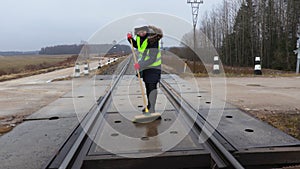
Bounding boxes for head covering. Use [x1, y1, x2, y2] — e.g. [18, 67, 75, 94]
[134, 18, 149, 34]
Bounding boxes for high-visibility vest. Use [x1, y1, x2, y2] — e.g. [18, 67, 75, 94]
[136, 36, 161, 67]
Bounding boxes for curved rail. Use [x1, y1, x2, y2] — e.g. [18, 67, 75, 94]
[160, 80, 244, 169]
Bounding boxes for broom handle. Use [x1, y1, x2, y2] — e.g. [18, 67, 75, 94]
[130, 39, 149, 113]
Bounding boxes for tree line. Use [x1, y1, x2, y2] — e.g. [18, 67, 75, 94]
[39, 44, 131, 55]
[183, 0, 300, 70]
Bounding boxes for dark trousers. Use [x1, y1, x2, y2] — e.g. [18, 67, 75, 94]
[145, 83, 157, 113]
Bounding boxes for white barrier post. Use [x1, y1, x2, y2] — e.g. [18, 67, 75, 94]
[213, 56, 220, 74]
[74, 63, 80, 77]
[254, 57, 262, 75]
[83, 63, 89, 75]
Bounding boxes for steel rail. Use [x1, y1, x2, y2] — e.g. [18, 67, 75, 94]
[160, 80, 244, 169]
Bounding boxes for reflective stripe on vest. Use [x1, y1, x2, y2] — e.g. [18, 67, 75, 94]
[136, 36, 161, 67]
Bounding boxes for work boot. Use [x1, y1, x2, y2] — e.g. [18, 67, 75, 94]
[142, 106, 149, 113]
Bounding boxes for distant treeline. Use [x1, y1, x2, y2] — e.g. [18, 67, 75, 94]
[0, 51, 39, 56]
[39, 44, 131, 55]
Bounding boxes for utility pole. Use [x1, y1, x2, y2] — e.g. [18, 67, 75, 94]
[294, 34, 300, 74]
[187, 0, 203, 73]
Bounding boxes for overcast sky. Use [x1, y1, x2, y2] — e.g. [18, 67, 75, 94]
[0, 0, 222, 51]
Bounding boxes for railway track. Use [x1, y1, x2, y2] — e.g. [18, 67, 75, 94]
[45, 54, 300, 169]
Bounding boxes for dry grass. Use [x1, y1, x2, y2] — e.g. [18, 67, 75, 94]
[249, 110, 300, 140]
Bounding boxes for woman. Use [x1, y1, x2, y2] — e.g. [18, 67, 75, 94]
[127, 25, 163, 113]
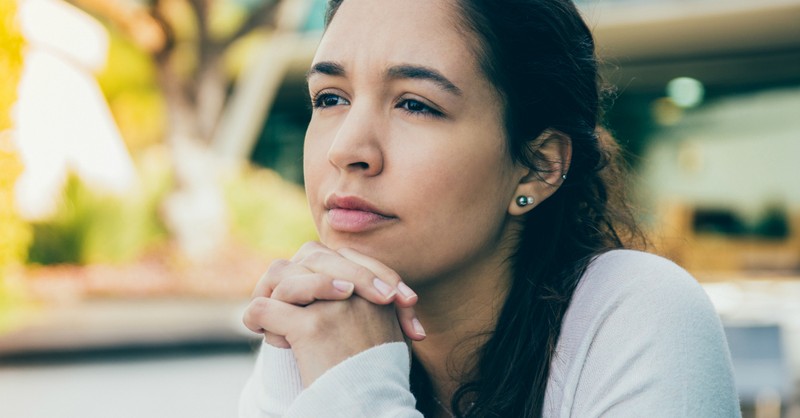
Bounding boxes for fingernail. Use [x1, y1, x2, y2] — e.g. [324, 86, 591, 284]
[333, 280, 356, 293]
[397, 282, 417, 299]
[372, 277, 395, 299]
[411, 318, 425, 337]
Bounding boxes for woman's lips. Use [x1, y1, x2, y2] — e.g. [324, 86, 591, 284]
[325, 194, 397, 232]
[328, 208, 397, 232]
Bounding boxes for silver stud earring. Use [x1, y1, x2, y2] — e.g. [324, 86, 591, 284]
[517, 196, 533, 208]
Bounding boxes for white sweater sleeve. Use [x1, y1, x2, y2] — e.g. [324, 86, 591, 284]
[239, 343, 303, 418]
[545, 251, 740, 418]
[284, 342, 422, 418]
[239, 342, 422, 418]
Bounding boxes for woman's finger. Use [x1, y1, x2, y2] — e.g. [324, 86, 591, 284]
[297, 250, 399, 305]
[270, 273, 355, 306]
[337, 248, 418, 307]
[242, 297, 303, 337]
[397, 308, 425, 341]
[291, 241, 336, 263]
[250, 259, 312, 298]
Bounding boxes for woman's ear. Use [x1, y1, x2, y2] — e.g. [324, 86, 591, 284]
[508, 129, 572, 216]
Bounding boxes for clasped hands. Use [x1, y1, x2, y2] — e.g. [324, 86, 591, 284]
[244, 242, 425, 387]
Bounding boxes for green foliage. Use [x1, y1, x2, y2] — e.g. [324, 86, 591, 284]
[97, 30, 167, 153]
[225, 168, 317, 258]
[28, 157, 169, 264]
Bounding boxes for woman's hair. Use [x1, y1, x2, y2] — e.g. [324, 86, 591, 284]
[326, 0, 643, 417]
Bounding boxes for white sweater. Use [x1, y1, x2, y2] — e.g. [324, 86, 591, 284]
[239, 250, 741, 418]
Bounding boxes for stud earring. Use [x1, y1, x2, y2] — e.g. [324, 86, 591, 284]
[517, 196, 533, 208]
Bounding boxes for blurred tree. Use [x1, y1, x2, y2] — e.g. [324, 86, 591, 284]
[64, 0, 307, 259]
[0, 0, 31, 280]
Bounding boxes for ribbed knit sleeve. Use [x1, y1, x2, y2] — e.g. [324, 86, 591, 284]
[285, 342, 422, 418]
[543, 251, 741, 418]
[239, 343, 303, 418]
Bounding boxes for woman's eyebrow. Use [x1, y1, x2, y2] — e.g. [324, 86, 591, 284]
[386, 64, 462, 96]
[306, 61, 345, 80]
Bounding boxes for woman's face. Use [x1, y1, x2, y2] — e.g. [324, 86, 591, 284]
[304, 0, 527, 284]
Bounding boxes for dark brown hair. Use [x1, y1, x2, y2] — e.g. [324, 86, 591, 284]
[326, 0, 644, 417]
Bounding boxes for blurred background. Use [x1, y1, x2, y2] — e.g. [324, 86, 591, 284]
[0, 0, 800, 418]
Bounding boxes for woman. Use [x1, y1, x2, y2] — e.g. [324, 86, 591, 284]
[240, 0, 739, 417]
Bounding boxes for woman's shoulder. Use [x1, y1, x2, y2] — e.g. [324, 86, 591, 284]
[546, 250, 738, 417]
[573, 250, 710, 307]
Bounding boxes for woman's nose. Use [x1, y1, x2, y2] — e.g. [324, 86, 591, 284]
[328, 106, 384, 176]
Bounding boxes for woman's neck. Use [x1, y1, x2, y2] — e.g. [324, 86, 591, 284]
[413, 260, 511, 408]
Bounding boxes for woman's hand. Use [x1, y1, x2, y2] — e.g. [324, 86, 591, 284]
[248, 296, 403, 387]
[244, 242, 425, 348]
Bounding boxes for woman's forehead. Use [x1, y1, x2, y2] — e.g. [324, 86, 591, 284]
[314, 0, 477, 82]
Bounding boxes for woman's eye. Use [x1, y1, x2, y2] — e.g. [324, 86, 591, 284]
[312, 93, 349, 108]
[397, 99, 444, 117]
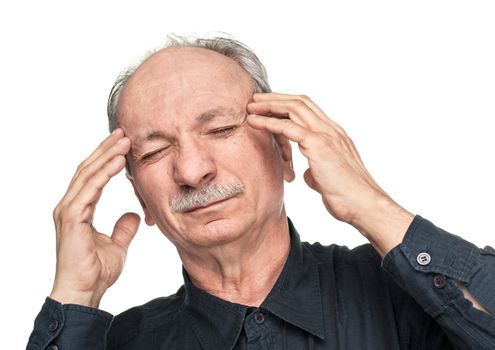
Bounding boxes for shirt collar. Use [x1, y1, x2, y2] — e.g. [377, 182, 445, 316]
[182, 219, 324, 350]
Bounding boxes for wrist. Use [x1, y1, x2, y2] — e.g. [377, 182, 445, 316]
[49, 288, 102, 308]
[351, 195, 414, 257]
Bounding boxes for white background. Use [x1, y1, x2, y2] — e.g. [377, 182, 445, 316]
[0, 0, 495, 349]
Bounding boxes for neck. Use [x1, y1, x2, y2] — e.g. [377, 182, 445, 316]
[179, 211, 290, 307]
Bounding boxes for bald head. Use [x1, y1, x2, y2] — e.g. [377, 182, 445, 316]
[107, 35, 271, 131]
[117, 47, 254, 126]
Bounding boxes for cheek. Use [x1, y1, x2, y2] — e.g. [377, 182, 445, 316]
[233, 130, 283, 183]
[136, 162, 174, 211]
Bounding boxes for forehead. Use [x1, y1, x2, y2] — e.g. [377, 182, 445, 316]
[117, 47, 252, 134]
━━━━
▶ _THE REQUEST_
Can you lay out the lines above as a JSON list of strings, one string per line and no blank lines, beginning at the line that has "Bounding boxes for woman's nose." and stopping after the one that has "[314, 0, 477, 82]"?

▶ _WRITTEN RESPONSE_
[
  "Bounding boxes for woman's nose. Use [x1, y1, x2, y2] — e.g. [324, 86, 591, 284]",
  "[328, 106, 384, 176]",
  "Bounding boxes for woman's neck. Use [x1, y1, x2, y2] — e.g. [324, 86, 591, 284]",
  "[413, 260, 511, 408]",
  "Bounding boxes for woman's hand. Use [x1, y1, x2, y2] — e.g. [324, 86, 591, 284]",
  "[248, 296, 403, 387]",
  "[244, 242, 425, 348]",
  "Bounding boxes for woman's forehead. Use [x1, y1, x2, y2] — e.g. [324, 86, 591, 284]",
  "[314, 0, 477, 82]"
]